:: EXTRACTED INFORMATION

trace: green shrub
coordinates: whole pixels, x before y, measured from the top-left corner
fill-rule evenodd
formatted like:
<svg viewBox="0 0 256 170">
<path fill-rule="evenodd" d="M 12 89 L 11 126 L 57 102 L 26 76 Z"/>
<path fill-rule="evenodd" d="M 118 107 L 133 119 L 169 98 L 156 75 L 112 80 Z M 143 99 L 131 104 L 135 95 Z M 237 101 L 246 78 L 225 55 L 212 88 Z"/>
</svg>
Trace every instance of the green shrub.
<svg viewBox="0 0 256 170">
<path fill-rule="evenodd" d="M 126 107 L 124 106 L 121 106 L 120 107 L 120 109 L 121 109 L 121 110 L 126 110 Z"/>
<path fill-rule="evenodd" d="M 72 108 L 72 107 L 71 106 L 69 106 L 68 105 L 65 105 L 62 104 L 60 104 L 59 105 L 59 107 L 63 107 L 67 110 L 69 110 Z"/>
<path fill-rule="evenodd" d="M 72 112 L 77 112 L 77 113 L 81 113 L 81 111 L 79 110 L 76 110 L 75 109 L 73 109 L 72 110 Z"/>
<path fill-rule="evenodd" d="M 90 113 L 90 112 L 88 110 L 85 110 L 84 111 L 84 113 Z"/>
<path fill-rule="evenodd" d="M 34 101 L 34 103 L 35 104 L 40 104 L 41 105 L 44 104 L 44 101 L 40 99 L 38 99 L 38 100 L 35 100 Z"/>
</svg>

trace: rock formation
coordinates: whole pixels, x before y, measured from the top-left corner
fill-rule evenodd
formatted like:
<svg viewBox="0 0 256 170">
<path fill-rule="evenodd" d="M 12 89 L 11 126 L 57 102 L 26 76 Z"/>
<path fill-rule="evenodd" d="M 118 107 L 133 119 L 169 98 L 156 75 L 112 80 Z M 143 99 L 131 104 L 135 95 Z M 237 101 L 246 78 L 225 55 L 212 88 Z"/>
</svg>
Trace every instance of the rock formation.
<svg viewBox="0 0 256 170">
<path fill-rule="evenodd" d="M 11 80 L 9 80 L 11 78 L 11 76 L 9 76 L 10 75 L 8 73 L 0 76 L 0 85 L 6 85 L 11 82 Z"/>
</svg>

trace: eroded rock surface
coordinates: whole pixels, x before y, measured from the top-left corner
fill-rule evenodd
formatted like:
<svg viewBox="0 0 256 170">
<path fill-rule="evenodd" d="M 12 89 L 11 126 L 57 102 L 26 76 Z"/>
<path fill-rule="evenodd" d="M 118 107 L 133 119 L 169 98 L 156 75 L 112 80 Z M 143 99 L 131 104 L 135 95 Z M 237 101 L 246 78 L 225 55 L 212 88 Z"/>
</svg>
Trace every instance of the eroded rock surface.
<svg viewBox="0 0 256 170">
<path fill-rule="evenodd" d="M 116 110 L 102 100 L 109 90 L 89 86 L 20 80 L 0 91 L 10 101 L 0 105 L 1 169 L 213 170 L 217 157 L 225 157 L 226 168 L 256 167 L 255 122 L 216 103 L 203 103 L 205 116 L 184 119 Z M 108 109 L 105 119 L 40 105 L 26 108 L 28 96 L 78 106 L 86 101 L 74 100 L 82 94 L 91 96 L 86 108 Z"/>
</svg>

::::

_AIM OF THE TASK_: Copy the lines again, from the line that contains "trace: eroded rock surface" through the end of the records, requests included. In the answers only, multiply every coordinate and every viewBox number by 1.3 and round each result to a whole number, rounding halves up.

_RESULT FOR THIS TASK_:
trace: eroded rock surface
coordinates: whole pixels, x before y, measured from the top-left corner
fill-rule evenodd
formatted like:
<svg viewBox="0 0 256 170">
<path fill-rule="evenodd" d="M 12 89 L 11 126 L 57 102 L 26 76 Z"/>
<path fill-rule="evenodd" d="M 118 107 L 133 119 L 169 98 L 156 75 L 112 80 Z M 143 99 L 131 104 L 135 95 Z M 237 101 L 246 78 L 225 55 L 212 88 Z"/>
</svg>
Trace every instance of the eroded rock surface.
<svg viewBox="0 0 333 221">
<path fill-rule="evenodd" d="M 151 143 L 133 130 L 142 117 L 116 112 L 26 104 L 0 118 L 13 131 L 0 137 L 1 220 L 277 221 L 282 204 L 293 204 L 294 218 L 333 217 L 332 159 L 281 134 L 264 134 L 267 151 L 239 155 Z M 140 142 L 137 155 L 52 137 L 34 140 L 36 125 L 101 138 L 112 131 L 96 130 L 107 122 L 118 125 L 112 140 Z"/>
</svg>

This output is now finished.